** START Materials provided **
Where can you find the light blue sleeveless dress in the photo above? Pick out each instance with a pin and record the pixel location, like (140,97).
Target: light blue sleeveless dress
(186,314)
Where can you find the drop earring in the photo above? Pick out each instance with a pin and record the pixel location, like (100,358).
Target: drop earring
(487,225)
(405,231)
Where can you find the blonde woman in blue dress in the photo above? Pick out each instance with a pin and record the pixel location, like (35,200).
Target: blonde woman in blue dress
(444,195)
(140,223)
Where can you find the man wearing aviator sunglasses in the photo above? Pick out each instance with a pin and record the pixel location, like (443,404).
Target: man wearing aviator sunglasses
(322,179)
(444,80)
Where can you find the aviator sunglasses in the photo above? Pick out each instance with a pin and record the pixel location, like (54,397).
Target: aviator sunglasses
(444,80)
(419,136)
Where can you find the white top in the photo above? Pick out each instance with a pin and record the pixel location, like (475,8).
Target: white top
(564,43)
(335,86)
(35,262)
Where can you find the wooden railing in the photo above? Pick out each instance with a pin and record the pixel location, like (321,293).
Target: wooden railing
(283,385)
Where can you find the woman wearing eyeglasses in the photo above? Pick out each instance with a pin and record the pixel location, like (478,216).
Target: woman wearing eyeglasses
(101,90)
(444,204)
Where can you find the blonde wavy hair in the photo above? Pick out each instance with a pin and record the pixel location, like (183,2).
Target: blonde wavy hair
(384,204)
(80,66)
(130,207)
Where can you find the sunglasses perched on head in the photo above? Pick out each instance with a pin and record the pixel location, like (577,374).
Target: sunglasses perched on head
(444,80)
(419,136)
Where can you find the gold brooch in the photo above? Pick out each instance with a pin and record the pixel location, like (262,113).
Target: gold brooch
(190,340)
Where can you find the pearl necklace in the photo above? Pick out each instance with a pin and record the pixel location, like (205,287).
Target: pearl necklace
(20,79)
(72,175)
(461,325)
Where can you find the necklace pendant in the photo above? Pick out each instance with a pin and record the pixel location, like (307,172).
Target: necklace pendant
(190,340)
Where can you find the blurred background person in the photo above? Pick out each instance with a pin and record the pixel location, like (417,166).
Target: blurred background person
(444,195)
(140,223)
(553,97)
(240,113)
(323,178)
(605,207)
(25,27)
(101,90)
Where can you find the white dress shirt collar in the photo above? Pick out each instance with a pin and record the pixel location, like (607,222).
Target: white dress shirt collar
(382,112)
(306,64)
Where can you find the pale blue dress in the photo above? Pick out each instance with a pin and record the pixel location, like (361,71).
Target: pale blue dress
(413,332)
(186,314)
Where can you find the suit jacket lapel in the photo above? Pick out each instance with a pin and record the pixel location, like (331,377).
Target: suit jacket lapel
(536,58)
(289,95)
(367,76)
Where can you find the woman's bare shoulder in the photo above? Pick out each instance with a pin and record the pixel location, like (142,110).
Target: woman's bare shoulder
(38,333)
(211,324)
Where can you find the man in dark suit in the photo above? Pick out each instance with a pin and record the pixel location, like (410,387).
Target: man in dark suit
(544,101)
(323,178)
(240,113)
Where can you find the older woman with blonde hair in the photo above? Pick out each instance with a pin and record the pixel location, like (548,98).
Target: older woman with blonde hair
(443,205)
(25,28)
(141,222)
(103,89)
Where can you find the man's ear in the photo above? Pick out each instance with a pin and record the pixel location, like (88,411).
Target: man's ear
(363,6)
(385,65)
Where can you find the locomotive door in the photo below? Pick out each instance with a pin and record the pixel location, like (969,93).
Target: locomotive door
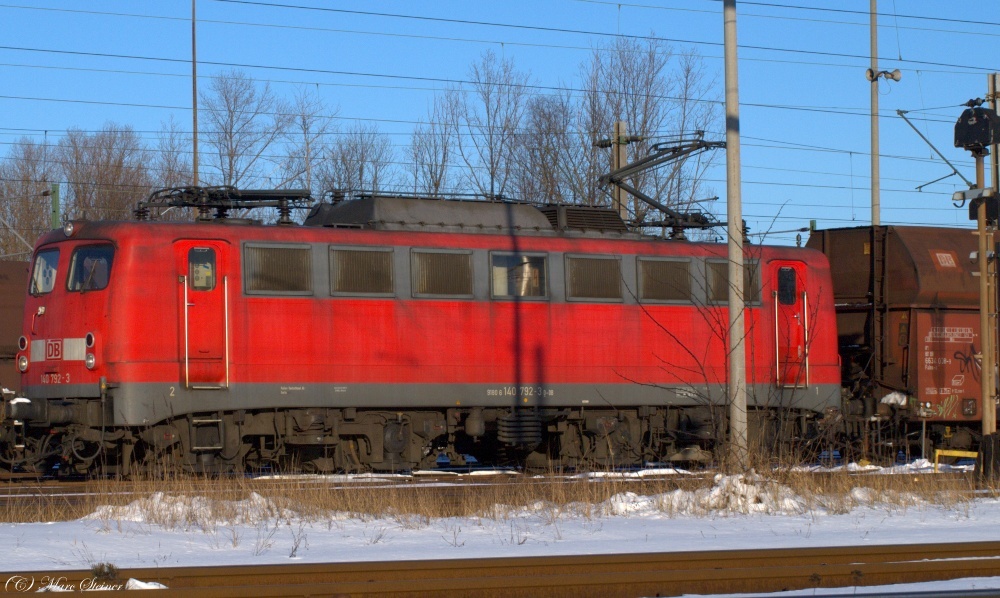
** END Materials provided **
-- What to produce --
Scale the records from the line containing "Where can you find the man's" through the end of the records, giving every line in that span again and multiplying each answer's pixel coordinates by 2.45, rounded to whole numbers with halves rounded up. Leave the coordinates after "like" unchanged, and omit the pictures from your answer.

-- Final result --
Where can you find the man's ear in the photo above? Pick out each instance with a pin and record the pixel location, like (88,411).
Target: man's ear
(889,15)
(943,159)
Where can you find the locomotive door in the photo below? Pick out each instance with a pin and record the pixel location, like (969,93).
Target: locomotive door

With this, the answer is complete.